### Reading passage ###

Five minute DataFrame demo

In [1]:
import os

import findspark

# set spark_home to point to spark on your system
spark_home = os.path.join(os.path.expanduser('~'), 'src/spark')
findspark.init(spark_home=spark_home)

import pyspark

Initialize the SparkSession which allows us to use the RDD and DataFrame APIs

In [2]:
from pyspark.sql import SparkSession

spark = SparkSession \
    .builder \
    .master("local[2]") \
    .appName("DataFrame demo") \
    .getOrCreate()
    
sc = spark.sparkContext

Read in some data and turn it into an RDD of tuples

In [3]:
file_path = os.path.join(spark_home, 'examples/src/main/resources/people.txt')

people_rdd = (sc.textFile('file://{0}'.format(file_path)))

### Rows ###

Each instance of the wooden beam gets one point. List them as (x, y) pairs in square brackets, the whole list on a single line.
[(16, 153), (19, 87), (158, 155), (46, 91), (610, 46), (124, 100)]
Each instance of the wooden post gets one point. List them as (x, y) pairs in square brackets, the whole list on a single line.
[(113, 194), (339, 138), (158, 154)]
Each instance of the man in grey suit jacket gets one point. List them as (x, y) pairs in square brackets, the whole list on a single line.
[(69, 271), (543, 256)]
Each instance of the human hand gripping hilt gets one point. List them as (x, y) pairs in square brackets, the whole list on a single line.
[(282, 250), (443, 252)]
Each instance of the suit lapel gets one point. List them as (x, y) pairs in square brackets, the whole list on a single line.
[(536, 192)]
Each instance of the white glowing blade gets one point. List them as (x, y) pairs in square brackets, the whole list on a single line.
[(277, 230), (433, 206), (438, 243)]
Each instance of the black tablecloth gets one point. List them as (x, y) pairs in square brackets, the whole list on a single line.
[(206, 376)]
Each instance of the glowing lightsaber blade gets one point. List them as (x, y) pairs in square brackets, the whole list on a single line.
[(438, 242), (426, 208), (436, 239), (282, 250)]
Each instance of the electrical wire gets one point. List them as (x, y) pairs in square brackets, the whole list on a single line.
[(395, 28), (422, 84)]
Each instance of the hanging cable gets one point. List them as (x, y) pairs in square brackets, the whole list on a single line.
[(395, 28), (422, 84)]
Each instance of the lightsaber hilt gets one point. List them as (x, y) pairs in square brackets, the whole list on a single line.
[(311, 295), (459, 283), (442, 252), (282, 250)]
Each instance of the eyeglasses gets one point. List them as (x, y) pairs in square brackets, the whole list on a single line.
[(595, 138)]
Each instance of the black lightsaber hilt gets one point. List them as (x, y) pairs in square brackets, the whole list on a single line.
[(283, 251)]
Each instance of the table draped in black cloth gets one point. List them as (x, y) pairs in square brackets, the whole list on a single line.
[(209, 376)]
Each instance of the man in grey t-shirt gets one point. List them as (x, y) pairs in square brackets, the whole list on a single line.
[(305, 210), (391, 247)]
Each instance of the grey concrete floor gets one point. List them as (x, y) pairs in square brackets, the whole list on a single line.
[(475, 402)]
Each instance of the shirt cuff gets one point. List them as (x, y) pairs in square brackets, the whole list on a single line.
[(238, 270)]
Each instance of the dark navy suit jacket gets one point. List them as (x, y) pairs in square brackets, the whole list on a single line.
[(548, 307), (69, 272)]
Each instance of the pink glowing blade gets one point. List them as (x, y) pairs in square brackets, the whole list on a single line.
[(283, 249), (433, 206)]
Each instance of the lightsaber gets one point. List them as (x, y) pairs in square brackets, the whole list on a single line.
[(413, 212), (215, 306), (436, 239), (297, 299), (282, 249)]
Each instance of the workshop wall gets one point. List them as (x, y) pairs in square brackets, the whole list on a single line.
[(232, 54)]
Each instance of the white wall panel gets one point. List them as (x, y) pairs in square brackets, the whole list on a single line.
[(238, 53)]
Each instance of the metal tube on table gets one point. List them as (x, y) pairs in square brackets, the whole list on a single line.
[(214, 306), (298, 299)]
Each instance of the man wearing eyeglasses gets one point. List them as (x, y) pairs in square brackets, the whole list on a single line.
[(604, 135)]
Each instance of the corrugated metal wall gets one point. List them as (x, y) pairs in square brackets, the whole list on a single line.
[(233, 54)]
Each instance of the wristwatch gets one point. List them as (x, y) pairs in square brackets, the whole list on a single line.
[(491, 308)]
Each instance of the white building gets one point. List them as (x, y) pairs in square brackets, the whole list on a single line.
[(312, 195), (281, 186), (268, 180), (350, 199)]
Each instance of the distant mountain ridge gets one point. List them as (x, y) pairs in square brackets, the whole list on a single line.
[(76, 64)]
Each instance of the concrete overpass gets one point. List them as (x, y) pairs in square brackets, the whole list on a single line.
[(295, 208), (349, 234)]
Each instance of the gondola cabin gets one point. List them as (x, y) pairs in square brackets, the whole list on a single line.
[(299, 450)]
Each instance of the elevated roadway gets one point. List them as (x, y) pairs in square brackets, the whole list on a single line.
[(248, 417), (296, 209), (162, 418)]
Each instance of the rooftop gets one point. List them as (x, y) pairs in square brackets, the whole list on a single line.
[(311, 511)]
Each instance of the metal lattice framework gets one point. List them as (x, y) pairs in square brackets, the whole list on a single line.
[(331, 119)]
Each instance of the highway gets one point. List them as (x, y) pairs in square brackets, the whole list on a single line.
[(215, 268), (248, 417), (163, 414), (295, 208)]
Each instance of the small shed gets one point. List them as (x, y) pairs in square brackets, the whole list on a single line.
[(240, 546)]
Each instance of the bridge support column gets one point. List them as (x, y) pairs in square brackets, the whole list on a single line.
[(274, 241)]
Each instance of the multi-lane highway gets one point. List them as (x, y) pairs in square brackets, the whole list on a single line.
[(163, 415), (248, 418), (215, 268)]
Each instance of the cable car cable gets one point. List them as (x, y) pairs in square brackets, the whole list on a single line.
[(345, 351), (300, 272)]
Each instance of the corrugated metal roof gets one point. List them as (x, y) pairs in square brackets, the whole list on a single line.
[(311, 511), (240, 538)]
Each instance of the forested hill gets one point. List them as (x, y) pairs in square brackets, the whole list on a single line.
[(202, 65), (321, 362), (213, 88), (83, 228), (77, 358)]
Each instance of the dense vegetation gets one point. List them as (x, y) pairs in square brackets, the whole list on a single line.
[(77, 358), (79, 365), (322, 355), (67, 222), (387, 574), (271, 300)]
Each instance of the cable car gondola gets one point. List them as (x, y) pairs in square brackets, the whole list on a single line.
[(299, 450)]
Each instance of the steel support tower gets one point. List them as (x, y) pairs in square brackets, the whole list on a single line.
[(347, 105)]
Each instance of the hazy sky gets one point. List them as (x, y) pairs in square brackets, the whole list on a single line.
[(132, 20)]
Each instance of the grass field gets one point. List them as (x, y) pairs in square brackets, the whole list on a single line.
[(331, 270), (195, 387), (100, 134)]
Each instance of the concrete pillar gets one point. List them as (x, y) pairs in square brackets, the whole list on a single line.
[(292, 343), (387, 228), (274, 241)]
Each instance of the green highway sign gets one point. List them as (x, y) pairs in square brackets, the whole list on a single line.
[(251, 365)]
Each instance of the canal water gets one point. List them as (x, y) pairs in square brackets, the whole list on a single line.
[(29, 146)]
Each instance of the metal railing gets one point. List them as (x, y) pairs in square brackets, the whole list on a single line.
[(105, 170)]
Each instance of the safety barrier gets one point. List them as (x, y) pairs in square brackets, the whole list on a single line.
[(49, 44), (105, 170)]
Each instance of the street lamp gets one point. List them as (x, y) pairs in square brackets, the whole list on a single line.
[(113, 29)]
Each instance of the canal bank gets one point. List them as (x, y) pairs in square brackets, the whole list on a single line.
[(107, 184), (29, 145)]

###
### Rows ###

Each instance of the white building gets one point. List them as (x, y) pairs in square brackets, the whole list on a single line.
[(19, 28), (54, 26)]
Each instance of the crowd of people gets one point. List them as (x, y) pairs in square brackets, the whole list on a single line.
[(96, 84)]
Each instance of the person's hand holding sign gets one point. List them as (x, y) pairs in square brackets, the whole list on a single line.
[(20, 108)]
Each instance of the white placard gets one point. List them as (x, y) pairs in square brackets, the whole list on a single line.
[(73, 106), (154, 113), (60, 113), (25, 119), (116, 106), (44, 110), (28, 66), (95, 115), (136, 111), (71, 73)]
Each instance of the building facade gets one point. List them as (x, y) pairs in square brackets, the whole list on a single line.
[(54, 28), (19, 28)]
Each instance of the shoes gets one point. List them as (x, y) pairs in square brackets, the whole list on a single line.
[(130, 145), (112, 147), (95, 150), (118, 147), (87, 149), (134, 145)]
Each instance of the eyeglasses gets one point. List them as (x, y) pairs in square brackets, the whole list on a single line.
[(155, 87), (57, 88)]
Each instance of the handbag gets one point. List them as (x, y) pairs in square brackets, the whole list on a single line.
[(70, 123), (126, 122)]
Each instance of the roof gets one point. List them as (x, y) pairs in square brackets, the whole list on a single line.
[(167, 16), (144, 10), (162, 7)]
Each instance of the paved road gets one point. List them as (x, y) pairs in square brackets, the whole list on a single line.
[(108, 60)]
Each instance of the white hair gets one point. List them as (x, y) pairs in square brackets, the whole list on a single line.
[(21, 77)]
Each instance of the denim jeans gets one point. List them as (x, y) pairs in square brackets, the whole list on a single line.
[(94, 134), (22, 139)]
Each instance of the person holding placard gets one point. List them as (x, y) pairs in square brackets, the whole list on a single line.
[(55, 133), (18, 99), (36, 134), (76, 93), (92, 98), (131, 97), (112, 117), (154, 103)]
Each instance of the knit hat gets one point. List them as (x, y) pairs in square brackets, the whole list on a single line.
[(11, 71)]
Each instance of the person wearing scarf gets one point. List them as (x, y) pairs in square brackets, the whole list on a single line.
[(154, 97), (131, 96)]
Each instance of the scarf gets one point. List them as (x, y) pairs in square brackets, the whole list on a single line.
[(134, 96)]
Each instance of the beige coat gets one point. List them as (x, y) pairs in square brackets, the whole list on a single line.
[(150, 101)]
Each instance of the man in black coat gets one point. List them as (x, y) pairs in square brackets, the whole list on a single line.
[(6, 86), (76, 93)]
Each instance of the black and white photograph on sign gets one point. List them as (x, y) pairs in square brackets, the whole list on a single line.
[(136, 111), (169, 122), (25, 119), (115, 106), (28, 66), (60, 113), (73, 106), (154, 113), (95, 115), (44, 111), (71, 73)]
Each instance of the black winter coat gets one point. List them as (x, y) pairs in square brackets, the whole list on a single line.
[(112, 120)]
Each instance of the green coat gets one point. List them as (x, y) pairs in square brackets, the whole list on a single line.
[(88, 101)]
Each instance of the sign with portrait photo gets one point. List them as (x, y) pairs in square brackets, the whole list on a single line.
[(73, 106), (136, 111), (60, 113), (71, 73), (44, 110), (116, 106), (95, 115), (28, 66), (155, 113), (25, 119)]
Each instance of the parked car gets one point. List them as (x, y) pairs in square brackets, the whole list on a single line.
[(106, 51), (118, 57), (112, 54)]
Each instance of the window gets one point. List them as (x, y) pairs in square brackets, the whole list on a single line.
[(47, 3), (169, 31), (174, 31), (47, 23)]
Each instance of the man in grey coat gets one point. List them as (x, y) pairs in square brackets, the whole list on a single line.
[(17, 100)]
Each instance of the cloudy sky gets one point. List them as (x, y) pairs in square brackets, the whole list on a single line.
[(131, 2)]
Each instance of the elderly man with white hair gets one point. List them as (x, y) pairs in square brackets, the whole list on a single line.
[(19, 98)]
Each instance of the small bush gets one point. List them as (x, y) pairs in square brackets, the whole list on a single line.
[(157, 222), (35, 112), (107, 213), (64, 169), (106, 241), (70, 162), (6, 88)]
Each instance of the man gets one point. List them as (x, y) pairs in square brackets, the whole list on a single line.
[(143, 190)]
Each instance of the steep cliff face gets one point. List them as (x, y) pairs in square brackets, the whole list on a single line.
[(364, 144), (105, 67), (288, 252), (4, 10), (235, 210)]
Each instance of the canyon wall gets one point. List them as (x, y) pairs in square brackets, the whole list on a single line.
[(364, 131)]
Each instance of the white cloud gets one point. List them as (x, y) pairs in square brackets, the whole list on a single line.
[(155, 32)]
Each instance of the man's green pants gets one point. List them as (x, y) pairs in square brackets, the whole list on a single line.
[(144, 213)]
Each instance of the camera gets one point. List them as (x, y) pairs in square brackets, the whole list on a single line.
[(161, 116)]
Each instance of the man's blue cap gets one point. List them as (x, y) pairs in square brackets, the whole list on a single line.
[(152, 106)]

###
### Rows ###

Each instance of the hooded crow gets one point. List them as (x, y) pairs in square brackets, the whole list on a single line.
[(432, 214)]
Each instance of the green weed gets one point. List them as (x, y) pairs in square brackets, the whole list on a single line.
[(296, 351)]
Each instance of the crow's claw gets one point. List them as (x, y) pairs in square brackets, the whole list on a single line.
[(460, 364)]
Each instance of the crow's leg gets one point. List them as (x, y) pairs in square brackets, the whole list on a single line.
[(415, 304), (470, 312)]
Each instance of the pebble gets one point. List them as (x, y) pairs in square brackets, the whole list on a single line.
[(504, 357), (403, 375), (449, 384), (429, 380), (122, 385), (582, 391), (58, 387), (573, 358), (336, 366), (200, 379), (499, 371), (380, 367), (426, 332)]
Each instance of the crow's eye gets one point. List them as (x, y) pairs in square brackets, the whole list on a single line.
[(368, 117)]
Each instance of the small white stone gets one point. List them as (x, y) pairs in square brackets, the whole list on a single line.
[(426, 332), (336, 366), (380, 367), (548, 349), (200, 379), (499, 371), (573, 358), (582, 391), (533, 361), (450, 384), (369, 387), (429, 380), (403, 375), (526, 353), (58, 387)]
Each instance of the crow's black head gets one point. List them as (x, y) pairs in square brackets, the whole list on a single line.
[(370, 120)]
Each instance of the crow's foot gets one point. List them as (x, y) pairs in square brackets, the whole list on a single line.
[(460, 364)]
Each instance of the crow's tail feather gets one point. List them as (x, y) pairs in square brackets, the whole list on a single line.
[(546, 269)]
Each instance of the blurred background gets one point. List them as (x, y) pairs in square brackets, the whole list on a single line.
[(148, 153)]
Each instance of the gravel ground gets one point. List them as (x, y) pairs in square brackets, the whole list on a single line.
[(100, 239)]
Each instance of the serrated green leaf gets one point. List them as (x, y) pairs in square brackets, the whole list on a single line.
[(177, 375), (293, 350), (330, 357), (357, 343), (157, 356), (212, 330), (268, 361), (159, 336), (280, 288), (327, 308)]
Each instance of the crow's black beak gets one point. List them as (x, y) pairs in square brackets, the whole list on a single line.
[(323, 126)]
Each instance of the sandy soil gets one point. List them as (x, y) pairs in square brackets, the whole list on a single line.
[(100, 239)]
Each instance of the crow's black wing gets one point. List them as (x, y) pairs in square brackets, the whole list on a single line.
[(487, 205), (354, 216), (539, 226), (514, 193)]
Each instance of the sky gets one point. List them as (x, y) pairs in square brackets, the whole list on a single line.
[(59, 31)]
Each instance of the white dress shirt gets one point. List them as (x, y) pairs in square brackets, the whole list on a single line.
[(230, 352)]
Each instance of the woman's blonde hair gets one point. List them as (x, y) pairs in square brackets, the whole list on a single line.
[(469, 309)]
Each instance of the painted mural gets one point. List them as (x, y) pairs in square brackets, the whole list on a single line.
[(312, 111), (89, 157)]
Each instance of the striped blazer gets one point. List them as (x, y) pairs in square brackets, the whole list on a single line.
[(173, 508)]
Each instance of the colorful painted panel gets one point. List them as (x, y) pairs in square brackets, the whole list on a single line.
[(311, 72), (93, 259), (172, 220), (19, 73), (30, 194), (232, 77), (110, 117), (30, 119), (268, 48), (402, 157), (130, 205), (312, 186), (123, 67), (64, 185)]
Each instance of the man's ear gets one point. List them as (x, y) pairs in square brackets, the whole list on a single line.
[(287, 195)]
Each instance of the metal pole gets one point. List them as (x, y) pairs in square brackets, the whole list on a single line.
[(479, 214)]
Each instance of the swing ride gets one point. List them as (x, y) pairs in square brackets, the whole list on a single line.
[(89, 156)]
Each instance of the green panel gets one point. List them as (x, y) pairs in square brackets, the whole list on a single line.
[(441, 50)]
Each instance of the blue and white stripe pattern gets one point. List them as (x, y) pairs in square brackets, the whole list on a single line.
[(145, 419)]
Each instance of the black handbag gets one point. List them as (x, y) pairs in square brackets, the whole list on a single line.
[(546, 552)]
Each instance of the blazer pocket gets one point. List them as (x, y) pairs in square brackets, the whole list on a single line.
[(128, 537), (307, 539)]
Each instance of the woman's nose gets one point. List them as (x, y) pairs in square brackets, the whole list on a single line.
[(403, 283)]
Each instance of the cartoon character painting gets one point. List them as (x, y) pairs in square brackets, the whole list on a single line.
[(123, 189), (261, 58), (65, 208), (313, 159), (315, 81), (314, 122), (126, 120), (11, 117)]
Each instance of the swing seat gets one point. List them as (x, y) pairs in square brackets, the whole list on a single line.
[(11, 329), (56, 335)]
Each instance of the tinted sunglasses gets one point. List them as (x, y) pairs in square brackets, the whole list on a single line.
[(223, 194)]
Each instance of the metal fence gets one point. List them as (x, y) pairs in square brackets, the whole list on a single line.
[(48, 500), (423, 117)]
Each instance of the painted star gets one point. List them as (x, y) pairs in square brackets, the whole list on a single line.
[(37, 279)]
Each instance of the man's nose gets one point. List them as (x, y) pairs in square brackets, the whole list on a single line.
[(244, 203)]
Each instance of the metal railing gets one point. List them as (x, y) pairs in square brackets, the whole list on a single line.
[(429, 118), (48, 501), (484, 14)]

###

Continue the five-minute Spark DataFrame demo from the point where it stops.

                .map(lambda line: line.split(',')))
In [4]:
people_rdd.first()
Out[4]:
['Michael', ' 29']

Now we can use this data to create Row objects and convert the RDD into a DataFrame:

In [5]:
from pyspark.sql import Row

row_rdd = people_rdd.map(lambda x: Row(name=x[0], age=int(x[1])))

row_rdd.first()

df = spark.createDataFrame(row_rdd)

When the DataFrame is constructed, the data type for each column is inferred:

In [6]:
df.printSchema()
root
 |-- age: long (nullable = true)
 |-- name: string (nullable = true)

In [7]:
df.first()
Out[7]:
Row(age=29, name='Michael')

There are some convenient methods for pretty-printing the columns:

In [8]:
df.show()
+---+-------+
|age|   name|
+---+-------+
| 29|Michael|
| 30|   Andy|
| 19| Justin|
+---+-------+

Let's compare RDD methods and DataFrame -- we want to get all the people older than 20:

In [9]:
# using the usual RDD methods
people_rdd.filter(lambda x: int(x[1])>20).collect()
Out[9]:
[['Michael', ' 29'], ['Andy', ' 30']]
In [10]:
# using the DataFrame
df.filter(df.age > 20).take(20)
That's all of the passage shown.